* **Recorded data**:
•••

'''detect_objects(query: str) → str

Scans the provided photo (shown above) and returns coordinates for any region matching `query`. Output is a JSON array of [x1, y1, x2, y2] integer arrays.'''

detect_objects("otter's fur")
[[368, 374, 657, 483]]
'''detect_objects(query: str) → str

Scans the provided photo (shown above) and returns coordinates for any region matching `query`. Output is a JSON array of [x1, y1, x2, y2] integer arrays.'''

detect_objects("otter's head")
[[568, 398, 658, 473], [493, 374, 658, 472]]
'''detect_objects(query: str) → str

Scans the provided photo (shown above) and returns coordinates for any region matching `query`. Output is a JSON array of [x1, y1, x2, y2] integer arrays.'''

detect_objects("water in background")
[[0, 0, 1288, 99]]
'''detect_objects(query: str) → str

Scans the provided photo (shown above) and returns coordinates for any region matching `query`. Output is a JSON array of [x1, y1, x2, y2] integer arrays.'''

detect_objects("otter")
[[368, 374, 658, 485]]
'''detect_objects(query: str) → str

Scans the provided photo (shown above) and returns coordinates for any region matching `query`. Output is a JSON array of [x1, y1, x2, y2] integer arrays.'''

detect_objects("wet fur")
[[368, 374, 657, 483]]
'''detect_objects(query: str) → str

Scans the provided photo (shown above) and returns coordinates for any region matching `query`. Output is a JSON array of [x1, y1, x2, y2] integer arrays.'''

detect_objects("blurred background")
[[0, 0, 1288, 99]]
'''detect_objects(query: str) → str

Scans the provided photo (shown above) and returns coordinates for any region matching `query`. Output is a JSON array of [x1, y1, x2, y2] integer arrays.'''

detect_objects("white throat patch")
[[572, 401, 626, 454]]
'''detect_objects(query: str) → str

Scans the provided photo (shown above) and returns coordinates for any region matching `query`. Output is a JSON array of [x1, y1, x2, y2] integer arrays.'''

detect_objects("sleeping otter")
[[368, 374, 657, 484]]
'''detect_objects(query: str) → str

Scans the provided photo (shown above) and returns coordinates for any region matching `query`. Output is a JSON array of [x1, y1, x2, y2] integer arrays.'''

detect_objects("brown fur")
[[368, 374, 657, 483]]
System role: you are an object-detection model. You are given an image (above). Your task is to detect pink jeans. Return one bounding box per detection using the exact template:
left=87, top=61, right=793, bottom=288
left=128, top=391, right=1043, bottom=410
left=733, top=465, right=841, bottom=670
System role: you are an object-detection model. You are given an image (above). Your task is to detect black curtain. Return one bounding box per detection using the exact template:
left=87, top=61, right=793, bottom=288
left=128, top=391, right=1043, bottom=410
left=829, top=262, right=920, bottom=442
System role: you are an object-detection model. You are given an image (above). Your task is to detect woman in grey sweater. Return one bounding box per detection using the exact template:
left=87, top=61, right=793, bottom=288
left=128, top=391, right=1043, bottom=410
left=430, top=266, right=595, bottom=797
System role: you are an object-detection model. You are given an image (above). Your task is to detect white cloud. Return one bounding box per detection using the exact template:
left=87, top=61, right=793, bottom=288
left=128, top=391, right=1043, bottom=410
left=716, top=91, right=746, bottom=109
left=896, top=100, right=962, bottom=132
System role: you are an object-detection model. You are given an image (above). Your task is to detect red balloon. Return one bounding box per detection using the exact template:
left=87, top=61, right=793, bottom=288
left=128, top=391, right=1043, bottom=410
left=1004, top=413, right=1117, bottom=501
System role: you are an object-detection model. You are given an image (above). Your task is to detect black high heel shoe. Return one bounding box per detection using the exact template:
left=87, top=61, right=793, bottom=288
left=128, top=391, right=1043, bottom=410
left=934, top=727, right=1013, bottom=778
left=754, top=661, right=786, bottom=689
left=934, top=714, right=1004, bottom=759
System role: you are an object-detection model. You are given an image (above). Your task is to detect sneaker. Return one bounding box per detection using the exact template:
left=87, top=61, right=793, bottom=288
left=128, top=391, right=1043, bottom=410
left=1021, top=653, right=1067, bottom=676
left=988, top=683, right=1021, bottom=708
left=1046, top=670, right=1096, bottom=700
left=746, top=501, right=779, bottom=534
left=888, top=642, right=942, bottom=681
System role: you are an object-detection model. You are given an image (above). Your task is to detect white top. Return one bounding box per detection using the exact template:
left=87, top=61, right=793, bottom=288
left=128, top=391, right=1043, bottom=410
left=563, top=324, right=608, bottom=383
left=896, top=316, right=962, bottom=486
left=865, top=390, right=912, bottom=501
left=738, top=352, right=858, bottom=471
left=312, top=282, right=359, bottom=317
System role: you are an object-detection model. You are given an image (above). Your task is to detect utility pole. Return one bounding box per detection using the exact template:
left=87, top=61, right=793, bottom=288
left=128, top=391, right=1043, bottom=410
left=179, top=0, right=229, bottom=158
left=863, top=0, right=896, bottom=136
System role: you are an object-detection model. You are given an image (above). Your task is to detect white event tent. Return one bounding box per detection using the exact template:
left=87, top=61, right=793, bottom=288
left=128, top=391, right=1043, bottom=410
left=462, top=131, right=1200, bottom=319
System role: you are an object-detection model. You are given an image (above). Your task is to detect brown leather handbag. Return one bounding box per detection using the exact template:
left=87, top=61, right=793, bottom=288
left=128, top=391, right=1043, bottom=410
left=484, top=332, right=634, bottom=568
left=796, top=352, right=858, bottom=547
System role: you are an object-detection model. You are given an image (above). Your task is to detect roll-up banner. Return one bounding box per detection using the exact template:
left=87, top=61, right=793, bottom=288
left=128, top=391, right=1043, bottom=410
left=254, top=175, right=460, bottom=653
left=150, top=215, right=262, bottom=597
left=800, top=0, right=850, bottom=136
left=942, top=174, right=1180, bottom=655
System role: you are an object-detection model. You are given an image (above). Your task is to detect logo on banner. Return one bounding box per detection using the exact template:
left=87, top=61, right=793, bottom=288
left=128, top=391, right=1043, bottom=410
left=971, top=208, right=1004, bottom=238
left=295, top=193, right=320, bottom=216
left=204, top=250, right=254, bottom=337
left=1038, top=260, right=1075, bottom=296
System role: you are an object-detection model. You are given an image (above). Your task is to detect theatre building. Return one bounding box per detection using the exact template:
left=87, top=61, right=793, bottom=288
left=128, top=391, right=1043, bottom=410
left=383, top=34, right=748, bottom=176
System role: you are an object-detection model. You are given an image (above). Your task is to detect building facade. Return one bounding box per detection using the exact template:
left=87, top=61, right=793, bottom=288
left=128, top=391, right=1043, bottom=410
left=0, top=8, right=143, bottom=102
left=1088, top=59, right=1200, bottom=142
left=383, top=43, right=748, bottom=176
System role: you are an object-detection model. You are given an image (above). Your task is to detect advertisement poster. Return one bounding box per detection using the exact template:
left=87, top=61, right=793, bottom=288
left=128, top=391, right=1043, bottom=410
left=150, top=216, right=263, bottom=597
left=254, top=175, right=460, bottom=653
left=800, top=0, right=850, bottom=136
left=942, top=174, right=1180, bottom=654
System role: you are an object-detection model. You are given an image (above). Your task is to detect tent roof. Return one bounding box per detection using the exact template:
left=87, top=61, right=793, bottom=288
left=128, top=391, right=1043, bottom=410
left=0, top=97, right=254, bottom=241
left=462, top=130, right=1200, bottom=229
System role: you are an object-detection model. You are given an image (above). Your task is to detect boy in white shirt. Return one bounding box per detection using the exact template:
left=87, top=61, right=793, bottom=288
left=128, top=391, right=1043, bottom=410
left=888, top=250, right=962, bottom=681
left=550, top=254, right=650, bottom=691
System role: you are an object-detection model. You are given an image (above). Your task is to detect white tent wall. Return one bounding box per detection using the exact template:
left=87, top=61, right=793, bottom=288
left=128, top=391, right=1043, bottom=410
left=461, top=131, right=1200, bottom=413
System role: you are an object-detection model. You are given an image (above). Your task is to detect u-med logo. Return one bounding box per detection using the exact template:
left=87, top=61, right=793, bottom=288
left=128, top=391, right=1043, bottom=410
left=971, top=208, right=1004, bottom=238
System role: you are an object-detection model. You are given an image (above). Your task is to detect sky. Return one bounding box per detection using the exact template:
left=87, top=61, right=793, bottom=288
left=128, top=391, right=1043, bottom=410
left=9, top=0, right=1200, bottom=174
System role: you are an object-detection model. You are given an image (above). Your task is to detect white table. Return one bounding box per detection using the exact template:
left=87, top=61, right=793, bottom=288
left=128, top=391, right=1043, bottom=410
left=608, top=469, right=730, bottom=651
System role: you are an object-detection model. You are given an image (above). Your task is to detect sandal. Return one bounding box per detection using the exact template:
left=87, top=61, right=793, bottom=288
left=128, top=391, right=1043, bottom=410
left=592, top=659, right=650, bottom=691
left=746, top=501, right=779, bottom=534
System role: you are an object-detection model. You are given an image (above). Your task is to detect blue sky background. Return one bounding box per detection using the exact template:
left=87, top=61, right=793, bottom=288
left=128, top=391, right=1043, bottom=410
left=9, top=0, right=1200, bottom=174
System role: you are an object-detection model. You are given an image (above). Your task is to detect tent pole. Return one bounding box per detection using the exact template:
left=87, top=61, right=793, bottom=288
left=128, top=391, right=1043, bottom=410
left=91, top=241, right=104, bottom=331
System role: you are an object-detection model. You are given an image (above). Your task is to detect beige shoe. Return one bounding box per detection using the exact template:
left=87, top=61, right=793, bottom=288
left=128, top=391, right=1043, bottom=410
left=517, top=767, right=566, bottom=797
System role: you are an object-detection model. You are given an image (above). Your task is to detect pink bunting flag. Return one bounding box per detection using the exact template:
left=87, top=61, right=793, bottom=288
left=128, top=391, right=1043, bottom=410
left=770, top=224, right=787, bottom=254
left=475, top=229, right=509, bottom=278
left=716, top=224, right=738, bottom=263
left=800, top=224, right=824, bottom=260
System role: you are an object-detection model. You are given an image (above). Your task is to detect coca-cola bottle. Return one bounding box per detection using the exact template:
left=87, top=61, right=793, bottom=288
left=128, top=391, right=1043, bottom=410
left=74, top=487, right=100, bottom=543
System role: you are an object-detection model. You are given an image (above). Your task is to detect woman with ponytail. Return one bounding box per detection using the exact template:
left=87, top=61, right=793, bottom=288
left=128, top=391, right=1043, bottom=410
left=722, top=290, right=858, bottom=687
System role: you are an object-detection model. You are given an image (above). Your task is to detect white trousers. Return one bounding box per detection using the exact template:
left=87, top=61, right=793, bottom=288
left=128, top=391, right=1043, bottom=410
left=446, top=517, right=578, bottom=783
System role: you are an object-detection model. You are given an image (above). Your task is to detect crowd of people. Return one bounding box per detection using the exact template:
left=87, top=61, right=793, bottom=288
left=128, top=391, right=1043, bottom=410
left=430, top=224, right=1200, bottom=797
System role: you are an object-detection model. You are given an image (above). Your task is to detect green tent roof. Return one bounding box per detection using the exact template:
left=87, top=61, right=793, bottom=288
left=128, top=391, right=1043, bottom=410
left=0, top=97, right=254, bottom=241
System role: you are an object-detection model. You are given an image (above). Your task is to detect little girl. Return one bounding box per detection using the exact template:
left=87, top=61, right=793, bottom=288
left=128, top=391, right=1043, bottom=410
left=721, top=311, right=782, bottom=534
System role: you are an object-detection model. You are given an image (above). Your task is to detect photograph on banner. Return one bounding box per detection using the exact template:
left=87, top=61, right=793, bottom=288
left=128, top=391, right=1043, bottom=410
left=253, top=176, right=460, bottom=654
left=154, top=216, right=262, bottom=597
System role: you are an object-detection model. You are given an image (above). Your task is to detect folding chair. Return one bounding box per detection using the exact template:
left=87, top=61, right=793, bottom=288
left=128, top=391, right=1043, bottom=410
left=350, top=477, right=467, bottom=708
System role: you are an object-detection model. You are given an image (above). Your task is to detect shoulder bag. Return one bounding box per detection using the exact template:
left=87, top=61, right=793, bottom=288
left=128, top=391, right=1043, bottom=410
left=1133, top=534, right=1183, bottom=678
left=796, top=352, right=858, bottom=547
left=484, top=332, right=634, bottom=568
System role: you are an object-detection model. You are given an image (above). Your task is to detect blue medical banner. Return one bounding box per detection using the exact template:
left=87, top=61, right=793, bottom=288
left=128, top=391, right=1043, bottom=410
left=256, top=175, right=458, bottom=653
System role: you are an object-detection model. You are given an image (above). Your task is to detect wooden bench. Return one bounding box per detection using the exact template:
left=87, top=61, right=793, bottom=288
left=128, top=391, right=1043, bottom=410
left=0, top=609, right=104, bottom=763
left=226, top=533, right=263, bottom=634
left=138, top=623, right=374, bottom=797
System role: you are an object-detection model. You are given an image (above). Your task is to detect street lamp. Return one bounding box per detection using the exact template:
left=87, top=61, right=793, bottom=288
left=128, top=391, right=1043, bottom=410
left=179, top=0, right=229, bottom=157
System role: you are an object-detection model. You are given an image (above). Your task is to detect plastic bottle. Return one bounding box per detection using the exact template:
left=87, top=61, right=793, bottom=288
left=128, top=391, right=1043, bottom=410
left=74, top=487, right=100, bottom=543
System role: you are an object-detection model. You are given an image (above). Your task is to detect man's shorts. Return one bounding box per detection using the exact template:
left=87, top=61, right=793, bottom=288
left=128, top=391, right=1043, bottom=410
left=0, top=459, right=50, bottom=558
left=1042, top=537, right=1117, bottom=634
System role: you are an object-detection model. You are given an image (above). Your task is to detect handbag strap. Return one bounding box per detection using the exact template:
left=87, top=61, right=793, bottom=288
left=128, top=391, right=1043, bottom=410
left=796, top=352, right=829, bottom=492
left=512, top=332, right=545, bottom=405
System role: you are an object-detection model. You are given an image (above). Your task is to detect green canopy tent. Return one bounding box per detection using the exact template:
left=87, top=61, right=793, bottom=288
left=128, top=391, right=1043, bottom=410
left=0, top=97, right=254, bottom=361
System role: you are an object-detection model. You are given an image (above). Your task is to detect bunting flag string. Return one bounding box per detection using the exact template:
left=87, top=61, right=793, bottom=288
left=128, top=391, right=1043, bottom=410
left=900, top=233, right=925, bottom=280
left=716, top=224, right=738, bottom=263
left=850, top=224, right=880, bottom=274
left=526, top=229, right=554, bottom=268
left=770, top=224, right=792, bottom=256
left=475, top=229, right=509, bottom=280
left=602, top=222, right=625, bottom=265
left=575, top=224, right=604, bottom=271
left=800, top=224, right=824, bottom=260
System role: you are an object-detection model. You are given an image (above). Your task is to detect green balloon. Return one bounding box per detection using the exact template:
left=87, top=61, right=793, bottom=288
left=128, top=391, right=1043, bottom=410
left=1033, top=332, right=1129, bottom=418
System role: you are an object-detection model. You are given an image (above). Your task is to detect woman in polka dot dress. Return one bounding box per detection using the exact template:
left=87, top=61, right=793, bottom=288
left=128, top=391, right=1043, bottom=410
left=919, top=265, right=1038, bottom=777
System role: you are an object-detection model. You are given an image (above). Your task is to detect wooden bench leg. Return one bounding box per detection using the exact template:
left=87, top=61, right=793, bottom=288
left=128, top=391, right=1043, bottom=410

•••

* **WHAT YOU ARE ASKED TO DO**:
Repeat the lines of the listing verbatim, starting at the line that contains "detect white table." and ending at the line that contains "left=517, top=767, right=566, bottom=797", both included.

* **SOLUTION TO THE PROBLEM**:
System role: you are an object-detection model. You are given an image (above). Your task is to detect white table. Return one bounding box per detection using the exact template:
left=87, top=61, right=793, bottom=288
left=128, top=391, right=1043, bottom=410
left=608, top=469, right=730, bottom=651
System role: you are an object-detection model. You are given an image (above). Your task is to detect sandal. Return one bounding box per detection using the exact template:
left=87, top=61, right=793, bottom=288
left=128, top=391, right=1043, bottom=410
left=592, top=659, right=650, bottom=691
left=746, top=501, right=779, bottom=534
System role: you are an object-detection model. You are given an image (above). Your task is to detect blue sky background. Return one bounding box per detection using the exact template:
left=87, top=61, right=793, bottom=288
left=128, top=391, right=1043, bottom=410
left=9, top=0, right=1200, bottom=174
System role: you are an object-detection model. You are given an image (above). Your task is to detect tent pole. Return one bounding box per detection using the exact template:
left=87, top=61, right=793, bottom=288
left=128, top=391, right=1043, bottom=410
left=91, top=241, right=104, bottom=331
System role: you are an object-detection model. You are given an image (above). Your task is to detect beige shoe. Return one bounding box per detection using the exact template:
left=87, top=61, right=793, bottom=288
left=128, top=391, right=1043, bottom=410
left=517, top=767, right=566, bottom=797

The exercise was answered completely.